→ **TEXT EXTRACT**
==============================

The rocket carrying Russian cosmonaut Oleg Kononenko, NASA astronaut Don Pettit and the European Space Agency's Andre Kuipers lifted off at 8:16 a.m. EST under freezing conditions at the Baikonur Cosmodrome in Kazakhstan, a NASA Television broadcast showed.
The all-veteran crew was scheduled to reach the orbital outpost at 10:22 a.m. EST on Friday. They will join station commander Dan Burbank and two Russian cosmonauts who arrived last month, bringing the complex back to its full live-aboard staff of six.
Soyuz flights to the station were disrupted by the failure of a Russian Progress cargo ship in August. The Progress' upper-stage engine is virtually identical to the one used to fly crews to the station, prompting a suspension of flights until the cause of the accident could be found and fixed.
Russian engineers traced the problem to contamination in a fuel line, which prevented the rocket engine from firing. The capsule broke apart as it fell back through the atmosphere, scattering debris over parts of Siberia.

==============================

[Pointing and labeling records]
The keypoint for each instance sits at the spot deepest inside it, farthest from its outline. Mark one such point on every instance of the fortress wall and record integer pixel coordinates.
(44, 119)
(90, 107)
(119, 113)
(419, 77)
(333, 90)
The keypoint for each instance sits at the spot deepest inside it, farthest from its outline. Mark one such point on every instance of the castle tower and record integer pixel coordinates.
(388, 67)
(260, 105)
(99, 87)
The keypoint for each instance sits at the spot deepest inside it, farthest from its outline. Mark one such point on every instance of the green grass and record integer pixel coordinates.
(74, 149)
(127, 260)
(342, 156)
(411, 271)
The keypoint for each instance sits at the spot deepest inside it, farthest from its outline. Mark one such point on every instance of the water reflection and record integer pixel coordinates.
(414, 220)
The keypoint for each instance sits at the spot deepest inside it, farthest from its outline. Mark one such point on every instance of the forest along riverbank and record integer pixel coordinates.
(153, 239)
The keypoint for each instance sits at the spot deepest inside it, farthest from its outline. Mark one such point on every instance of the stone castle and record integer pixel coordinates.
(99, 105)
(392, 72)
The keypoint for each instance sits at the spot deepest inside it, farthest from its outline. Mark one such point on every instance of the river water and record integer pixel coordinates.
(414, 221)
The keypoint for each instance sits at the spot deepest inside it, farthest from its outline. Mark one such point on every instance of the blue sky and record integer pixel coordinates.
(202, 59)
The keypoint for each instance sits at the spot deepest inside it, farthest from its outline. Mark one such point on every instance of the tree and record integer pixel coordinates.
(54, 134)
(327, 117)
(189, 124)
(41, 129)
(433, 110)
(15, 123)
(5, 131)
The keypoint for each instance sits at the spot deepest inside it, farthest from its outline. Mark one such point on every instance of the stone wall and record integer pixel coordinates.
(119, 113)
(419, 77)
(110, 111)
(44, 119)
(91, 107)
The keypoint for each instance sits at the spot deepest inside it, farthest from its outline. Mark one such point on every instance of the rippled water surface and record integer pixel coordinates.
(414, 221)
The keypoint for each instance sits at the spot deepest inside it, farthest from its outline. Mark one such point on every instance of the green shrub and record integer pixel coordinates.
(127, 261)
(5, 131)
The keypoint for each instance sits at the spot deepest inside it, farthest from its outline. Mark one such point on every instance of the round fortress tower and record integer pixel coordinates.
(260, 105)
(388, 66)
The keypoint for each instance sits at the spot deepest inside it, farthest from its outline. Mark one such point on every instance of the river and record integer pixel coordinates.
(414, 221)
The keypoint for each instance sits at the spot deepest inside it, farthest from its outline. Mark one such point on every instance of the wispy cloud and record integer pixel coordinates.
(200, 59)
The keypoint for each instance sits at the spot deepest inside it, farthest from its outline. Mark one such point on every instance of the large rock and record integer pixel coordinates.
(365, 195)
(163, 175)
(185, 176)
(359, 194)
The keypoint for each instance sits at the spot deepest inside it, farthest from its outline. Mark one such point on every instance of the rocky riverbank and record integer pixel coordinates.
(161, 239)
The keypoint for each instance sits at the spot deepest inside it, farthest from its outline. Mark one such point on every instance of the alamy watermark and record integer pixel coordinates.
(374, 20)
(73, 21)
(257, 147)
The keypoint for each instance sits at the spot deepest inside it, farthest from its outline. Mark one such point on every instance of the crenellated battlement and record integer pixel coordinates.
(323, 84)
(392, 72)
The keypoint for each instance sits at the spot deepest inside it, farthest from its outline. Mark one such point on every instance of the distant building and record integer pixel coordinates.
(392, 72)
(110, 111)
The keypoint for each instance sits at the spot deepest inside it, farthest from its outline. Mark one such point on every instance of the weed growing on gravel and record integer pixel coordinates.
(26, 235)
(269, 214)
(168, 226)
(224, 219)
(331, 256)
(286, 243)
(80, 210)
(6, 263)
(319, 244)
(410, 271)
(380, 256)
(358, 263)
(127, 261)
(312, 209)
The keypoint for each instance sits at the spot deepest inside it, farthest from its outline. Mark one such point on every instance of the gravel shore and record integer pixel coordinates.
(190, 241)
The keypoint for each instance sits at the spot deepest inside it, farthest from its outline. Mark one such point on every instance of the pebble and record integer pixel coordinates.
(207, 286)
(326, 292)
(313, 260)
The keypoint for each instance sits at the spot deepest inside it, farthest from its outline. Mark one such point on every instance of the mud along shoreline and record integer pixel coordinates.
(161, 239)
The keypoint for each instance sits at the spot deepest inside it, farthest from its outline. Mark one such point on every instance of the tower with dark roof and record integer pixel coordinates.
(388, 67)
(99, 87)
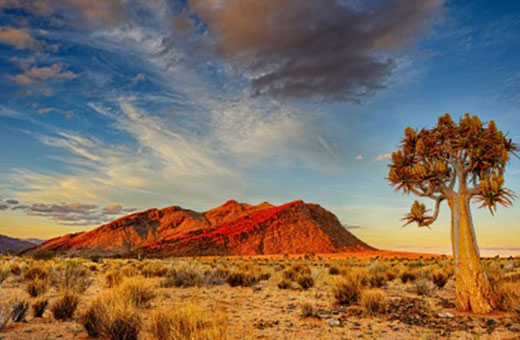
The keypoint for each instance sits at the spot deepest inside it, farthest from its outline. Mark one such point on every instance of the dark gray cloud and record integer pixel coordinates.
(331, 49)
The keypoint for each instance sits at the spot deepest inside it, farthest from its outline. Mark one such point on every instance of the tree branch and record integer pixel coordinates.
(433, 218)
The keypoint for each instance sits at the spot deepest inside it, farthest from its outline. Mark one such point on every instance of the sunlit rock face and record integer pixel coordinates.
(230, 229)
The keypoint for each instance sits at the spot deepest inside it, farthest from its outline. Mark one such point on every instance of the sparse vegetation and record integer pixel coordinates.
(65, 306)
(19, 308)
(347, 289)
(39, 307)
(372, 300)
(155, 306)
(188, 322)
(308, 310)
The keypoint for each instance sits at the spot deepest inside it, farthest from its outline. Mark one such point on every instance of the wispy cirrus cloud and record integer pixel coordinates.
(73, 214)
(37, 75)
(383, 157)
(18, 38)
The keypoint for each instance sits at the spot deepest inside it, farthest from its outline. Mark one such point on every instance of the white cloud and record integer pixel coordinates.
(383, 157)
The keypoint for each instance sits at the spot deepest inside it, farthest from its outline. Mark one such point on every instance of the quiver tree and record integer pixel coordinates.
(456, 163)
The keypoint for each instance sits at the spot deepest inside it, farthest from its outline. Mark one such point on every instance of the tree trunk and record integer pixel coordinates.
(472, 289)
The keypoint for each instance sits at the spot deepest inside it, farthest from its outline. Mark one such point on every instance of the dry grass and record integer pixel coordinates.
(39, 307)
(305, 281)
(18, 309)
(372, 300)
(72, 276)
(37, 287)
(137, 291)
(347, 289)
(188, 322)
(440, 278)
(65, 306)
(241, 278)
(308, 310)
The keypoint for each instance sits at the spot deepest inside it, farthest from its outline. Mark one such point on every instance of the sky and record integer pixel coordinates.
(115, 106)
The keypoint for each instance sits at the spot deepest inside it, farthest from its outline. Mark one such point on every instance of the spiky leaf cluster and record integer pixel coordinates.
(430, 162)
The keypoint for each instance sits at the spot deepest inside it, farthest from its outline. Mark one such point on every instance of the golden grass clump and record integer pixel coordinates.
(65, 306)
(137, 291)
(372, 300)
(185, 276)
(188, 322)
(347, 289)
(110, 317)
(408, 276)
(39, 307)
(36, 272)
(72, 276)
(308, 310)
(154, 269)
(422, 287)
(113, 278)
(37, 287)
(440, 278)
(241, 278)
(4, 273)
(305, 281)
(508, 293)
(18, 309)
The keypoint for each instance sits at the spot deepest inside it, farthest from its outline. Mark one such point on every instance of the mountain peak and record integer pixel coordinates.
(230, 229)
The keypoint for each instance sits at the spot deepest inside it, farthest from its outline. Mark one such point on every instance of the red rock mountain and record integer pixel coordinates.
(230, 229)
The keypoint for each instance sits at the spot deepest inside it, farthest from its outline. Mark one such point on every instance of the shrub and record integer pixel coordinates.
(18, 309)
(508, 294)
(241, 278)
(4, 319)
(4, 274)
(295, 271)
(72, 276)
(377, 280)
(16, 270)
(408, 276)
(372, 301)
(333, 270)
(284, 284)
(36, 273)
(422, 287)
(308, 310)
(112, 318)
(154, 269)
(390, 275)
(37, 287)
(93, 317)
(65, 306)
(305, 281)
(137, 291)
(189, 322)
(347, 290)
(122, 323)
(440, 278)
(113, 278)
(183, 277)
(43, 255)
(39, 307)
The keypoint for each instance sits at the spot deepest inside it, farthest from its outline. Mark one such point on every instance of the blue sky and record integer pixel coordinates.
(115, 106)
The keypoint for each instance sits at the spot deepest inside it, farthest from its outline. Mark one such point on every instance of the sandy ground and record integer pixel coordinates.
(267, 312)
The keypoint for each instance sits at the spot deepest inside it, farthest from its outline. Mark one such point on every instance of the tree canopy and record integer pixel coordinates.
(468, 158)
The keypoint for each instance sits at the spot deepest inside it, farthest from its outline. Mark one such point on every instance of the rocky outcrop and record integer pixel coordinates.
(230, 229)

==============================

→ **SHORT TASK 1**
Using the Soyuz launch report, answer the following:
(a) At what time did the rocket lift off?
(b) What failed in August and disrupted Soyuz flights to the station?
(c) To what did Russian engineers trace the problem?
→ **SHORT TASK 2**
Take the Soyuz launch report further from its final sentence, in the same formal news style.

→ **TASK RESPONSE 1**
(a) 8:16 a.m. EST
(b) A Russian Progress cargo ship
(c) Contamination in a fuel line

→ **TASK RESPONSE 2**
After detailed inspections and new procedures to tighten quality control, Russia resumed station cargo flights on October 30 and crew transports on November 14.
In addition to ramping up science experiments aboard the station, the astronauts and cosmonauts are expected to oversee the start of commercial cargo resupply flights.
Space Exploration Technologies, one of two firms hired by NASA to deliver cargo to the station following the space shuttles' retirement this summer, plans a trial run in February.
"I view these vehicles like wagon trains supplying some government-run fort out West," Pettit said in a prelaunch interview. "We have commercial entities that are lining up to take supplies to and from space station."
NASA eventually wants to buy rides to fly astronauts to the station commercially as well and is contributing to four firm's efforts. The U.S. space agency has $406 million to spend on space taxi development for the fiscal year that began on October 1 and plans to issue its next solicitation in mid-February, program managers said on Tuesday at an industry briefing at the Kennedy Space Center in Florida.
With the space shuttles' retirement, NASA is dependent on Russia to fly crews to the station, a service that currently costs the United States about $350 million a year.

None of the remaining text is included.